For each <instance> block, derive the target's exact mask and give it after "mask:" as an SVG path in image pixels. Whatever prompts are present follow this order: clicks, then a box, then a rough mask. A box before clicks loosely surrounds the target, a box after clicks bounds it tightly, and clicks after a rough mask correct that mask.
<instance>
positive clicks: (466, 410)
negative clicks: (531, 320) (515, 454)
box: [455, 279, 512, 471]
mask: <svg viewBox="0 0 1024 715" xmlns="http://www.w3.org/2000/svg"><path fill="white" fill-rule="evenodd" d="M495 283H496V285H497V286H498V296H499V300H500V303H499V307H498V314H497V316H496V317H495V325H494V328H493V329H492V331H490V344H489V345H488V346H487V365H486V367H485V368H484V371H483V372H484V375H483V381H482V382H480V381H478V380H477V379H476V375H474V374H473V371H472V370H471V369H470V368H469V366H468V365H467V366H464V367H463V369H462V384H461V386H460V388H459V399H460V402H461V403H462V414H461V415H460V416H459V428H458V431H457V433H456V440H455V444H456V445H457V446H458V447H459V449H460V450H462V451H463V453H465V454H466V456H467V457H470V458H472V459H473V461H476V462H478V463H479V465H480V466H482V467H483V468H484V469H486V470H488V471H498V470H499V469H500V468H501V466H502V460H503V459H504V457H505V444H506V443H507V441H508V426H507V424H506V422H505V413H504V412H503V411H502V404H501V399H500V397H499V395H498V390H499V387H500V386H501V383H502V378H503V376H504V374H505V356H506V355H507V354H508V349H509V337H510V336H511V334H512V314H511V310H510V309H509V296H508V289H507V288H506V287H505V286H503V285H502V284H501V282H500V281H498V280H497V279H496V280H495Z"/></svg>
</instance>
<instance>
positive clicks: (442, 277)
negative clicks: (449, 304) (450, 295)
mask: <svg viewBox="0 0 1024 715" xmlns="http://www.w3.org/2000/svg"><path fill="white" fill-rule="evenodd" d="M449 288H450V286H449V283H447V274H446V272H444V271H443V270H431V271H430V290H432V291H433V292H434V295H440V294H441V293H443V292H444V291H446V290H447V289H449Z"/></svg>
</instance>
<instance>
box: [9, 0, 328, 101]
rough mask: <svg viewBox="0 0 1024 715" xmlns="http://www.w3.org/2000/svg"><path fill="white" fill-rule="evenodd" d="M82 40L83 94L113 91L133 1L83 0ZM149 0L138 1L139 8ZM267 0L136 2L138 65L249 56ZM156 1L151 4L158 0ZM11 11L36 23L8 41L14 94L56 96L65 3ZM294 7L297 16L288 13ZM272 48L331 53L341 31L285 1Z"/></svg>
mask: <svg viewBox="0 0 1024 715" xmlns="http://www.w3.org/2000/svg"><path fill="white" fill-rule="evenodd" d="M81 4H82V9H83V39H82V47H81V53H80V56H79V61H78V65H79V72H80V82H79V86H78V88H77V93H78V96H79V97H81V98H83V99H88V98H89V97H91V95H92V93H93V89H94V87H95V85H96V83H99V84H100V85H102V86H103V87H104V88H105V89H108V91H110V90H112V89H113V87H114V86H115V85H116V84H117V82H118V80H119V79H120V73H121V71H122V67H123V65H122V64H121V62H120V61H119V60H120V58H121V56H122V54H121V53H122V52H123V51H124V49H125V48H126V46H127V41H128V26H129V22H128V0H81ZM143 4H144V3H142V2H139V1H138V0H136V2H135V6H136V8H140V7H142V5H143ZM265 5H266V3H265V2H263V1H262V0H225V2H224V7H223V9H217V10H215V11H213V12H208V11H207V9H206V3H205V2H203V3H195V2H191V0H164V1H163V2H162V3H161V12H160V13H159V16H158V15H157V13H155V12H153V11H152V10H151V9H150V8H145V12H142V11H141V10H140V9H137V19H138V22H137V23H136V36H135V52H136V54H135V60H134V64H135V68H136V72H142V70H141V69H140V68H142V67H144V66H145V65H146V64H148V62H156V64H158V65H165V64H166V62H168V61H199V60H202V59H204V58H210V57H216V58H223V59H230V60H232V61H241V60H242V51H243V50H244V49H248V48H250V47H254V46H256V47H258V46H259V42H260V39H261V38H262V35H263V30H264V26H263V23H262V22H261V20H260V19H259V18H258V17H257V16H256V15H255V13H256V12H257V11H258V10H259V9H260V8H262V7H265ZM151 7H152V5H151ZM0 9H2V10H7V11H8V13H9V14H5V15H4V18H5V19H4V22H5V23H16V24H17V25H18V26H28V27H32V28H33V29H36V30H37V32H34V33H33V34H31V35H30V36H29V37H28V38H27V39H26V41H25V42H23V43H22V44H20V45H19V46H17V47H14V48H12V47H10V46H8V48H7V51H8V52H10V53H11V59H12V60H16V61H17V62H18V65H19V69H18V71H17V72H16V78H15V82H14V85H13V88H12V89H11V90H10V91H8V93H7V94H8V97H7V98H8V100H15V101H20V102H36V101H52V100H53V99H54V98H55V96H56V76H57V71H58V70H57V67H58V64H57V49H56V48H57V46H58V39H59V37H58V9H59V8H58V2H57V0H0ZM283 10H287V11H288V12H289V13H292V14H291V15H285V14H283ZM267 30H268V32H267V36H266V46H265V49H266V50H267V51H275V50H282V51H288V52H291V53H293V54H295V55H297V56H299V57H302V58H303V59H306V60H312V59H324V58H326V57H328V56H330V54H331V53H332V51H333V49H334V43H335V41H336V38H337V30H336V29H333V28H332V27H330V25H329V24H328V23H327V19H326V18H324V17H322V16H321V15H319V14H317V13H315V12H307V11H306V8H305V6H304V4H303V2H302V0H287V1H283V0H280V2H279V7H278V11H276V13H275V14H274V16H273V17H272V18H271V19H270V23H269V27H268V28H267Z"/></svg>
**********
**Directions for this task**
Rewrite every item above, replacing each occurrence of "rough mask" with "coarse mask" and leaving all other text unchanged.

**Solution to the problem**
For each <instance> block, derive the target's exact mask and give it after "mask:" as an SVG path in image pixels. Whatever prompts are present follow this order: clicks, then a box, then a coarse mask. A box before clicks loosely surrounds the target, a box after clicks bounds it tightly, and clicks after a coarse mask correct that mask.
<instance>
positive clicks: (466, 410)
negative clicks: (531, 320) (515, 454)
box: [455, 279, 512, 471]
mask: <svg viewBox="0 0 1024 715" xmlns="http://www.w3.org/2000/svg"><path fill="white" fill-rule="evenodd" d="M495 283H496V285H497V286H498V296H499V300H500V303H499V307H498V314H497V316H496V317H495V325H494V328H493V329H492V331H490V344H489V345H488V346H487V365H486V367H485V368H484V371H483V372H484V375H483V381H482V382H480V381H478V380H477V379H476V375H474V374H473V371H472V370H471V369H470V368H469V366H468V365H467V366H464V367H463V369H462V384H461V386H460V388H459V399H460V402H461V403H462V414H461V415H460V416H459V428H458V431H457V433H456V440H455V444H456V445H457V446H458V447H459V449H460V450H462V451H463V453H465V454H466V456H467V457H470V458H472V459H473V461H476V462H478V463H479V465H480V466H482V467H483V468H484V469H486V470H488V471H498V470H499V469H500V468H501V466H502V460H503V459H504V457H505V444H506V443H507V441H508V426H507V424H506V422H505V413H504V412H503V411H502V404H501V399H500V397H499V395H498V390H499V387H500V386H501V383H502V378H503V376H504V374H505V356H506V355H507V354H508V349H509V337H510V336H511V334H512V314H511V310H510V309H509V296H508V289H507V288H506V287H505V286H503V285H502V284H501V282H500V281H498V280H497V279H496V280H495Z"/></svg>
</instance>
<instance>
positive clicks: (442, 277)
negative clicks: (449, 304) (450, 295)
mask: <svg viewBox="0 0 1024 715" xmlns="http://www.w3.org/2000/svg"><path fill="white" fill-rule="evenodd" d="M449 288H450V286H449V283H447V274H446V272H444V271H443V270H431V271H430V290H432V291H433V292H434V295H440V294H441V293H443V292H444V291H446V290H447V289H449Z"/></svg>
</instance>
<instance>
box: [9, 0, 328, 101]
coarse mask: <svg viewBox="0 0 1024 715" xmlns="http://www.w3.org/2000/svg"><path fill="white" fill-rule="evenodd" d="M82 40L83 94L113 91L133 1L83 0ZM149 0L138 1L139 8ZM267 0L136 2L138 65L249 56ZM156 1L151 4L158 0ZM11 11L36 23L8 41L14 94L56 96L65 3ZM294 7L297 16L288 13ZM272 48L331 53L341 31L285 1Z"/></svg>
mask: <svg viewBox="0 0 1024 715" xmlns="http://www.w3.org/2000/svg"><path fill="white" fill-rule="evenodd" d="M81 4H82V9H83V39H82V47H81V53H80V56H79V61H78V65H79V72H80V82H79V86H78V88H77V93H78V96H79V97H81V98H83V99H88V98H89V97H91V95H92V93H93V89H94V87H95V85H96V83H99V84H100V85H102V86H103V87H104V88H105V89H108V91H110V90H112V89H113V87H114V86H115V85H116V84H117V82H118V80H119V79H120V73H121V71H122V67H123V65H122V64H121V62H120V61H119V60H120V58H121V56H122V54H121V53H122V52H123V51H124V49H125V48H126V46H127V41H128V26H129V22H128V0H81ZM143 4H144V3H142V2H139V1H138V0H136V2H135V6H136V8H140V7H142V5H143ZM265 5H266V3H265V2H263V1H262V0H225V2H224V7H223V9H217V10H215V11H213V12H208V11H207V9H206V3H205V2H203V3H195V2H191V0H164V1H163V2H162V3H161V12H160V13H159V16H158V15H157V13H155V12H153V11H152V10H151V9H150V8H145V12H142V11H141V10H140V9H137V19H138V22H137V23H136V36H135V52H136V54H135V60H134V64H135V68H136V72H142V70H141V69H140V68H142V67H144V66H145V65H146V64H148V62H156V64H158V65H165V64H166V62H168V61H199V60H202V59H204V58H210V57H216V58H223V59H230V60H232V61H241V60H242V51H243V50H244V49H248V48H250V47H254V46H256V47H258V46H259V42H260V39H261V38H262V35H263V30H264V26H263V23H262V22H261V20H260V19H259V18H258V17H257V16H256V15H255V13H256V12H257V11H258V10H259V9H260V8H262V7H265ZM151 7H152V5H151ZM0 9H2V10H7V11H8V13H9V14H5V15H4V18H5V19H4V22H5V23H16V24H17V25H18V26H28V27H32V28H33V29H36V30H37V32H34V33H33V34H31V35H30V36H29V37H28V38H27V39H26V41H25V42H23V43H22V44H20V45H19V46H17V47H14V48H12V47H10V46H8V48H7V51H8V52H10V53H11V59H12V60H16V61H17V62H18V65H19V69H18V71H17V72H16V78H15V82H14V85H13V88H12V89H11V90H10V91H8V93H7V94H8V97H7V98H8V100H15V101H20V102H36V101H52V100H53V99H54V98H55V96H56V76H57V71H58V70H57V67H58V64H57V49H56V48H57V46H58V39H59V37H58V9H59V8H58V2H57V0H0ZM283 10H287V11H288V12H289V13H292V14H291V15H285V14H283ZM267 30H268V32H267V36H266V46H265V49H266V50H267V51H275V50H282V51H288V52H291V53H293V54H295V55H297V56H299V57H302V58H303V59H306V60H312V59H324V58H326V57H328V56H330V54H331V53H332V51H333V49H334V43H335V41H336V38H337V30H336V29H333V28H332V27H330V25H329V24H328V23H327V19H326V18H324V17H322V16H321V15H319V14H317V13H315V12H307V11H306V8H305V6H304V4H303V2H302V0H287V1H283V0H280V2H279V7H278V11H276V13H275V14H274V16H273V17H272V18H271V19H270V23H269V27H268V28H267Z"/></svg>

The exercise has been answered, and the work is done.